BEGIN

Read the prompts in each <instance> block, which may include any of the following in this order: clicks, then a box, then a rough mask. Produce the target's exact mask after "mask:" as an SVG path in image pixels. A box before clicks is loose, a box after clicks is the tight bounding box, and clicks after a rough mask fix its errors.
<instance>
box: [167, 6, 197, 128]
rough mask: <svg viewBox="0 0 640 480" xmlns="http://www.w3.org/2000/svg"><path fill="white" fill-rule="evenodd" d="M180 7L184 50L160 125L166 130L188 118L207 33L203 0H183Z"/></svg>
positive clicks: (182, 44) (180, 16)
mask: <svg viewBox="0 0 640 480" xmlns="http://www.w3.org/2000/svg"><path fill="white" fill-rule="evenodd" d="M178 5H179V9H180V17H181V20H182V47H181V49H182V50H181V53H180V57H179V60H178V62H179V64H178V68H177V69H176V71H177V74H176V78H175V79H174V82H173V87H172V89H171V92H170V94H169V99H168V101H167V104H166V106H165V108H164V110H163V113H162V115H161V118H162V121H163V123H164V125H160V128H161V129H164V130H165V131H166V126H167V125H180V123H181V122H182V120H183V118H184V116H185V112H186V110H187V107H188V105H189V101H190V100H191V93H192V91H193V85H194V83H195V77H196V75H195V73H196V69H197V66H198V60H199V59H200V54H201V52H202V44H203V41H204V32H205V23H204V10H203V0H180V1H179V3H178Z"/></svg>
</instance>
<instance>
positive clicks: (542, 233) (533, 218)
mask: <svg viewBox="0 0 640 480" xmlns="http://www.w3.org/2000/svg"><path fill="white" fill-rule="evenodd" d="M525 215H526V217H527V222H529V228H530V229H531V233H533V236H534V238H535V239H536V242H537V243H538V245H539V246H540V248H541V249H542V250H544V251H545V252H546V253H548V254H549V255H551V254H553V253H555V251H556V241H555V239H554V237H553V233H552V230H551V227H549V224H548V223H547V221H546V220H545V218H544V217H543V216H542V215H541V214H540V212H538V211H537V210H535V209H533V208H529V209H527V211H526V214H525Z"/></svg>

END

» **What to do**
Every entry that appears above should be duplicated exactly.

» **Reply**
Read the prompts in each <instance> block, which may include any of the following in this order: clicks, then a box, then a rough mask. Produce the target's exact mask after "mask:" as an SVG path in image pixels. A box before clicks is loose, a box after clicks is the tight bounding box, and clicks after a rough mask fix its errors.
<instance>
box: [167, 6, 197, 128]
rough mask: <svg viewBox="0 0 640 480" xmlns="http://www.w3.org/2000/svg"><path fill="white" fill-rule="evenodd" d="M180 7L184 50L160 125L166 130L188 118L207 33L203 0H183Z"/></svg>
positive clicks: (182, 44) (180, 16)
mask: <svg viewBox="0 0 640 480" xmlns="http://www.w3.org/2000/svg"><path fill="white" fill-rule="evenodd" d="M178 5H179V9H180V17H181V20H182V47H181V49H182V50H181V53H180V57H179V60H178V62H179V64H178V68H177V69H176V71H177V74H176V78H175V79H174V82H173V87H172V89H171V92H170V94H169V99H168V101H167V104H166V106H165V108H164V110H163V113H162V115H161V118H162V121H163V123H164V125H160V128H161V129H164V130H165V131H166V126H167V125H180V123H181V122H182V120H183V118H184V116H185V112H186V110H187V107H188V105H189V101H190V100H191V93H192V91H193V85H194V83H195V77H196V75H195V73H196V69H197V66H198V60H199V59H200V54H201V52H202V44H203V41H204V32H205V23H204V10H203V0H180V1H179V3H178Z"/></svg>
</instance>
<instance>
positive clicks: (542, 233) (533, 218)
mask: <svg viewBox="0 0 640 480" xmlns="http://www.w3.org/2000/svg"><path fill="white" fill-rule="evenodd" d="M525 215H526V217H527V222H529V228H530V229H531V233H533V236H534V238H535V239H536V242H537V243H538V245H539V246H540V248H541V249H542V250H544V251H545V252H546V253H548V254H549V255H551V254H553V253H555V251H556V241H555V239H554V237H553V233H552V230H551V227H549V224H548V223H547V221H546V220H545V218H544V217H543V216H542V215H541V214H540V212H538V211H537V210H535V209H533V208H529V209H527V211H526V214H525Z"/></svg>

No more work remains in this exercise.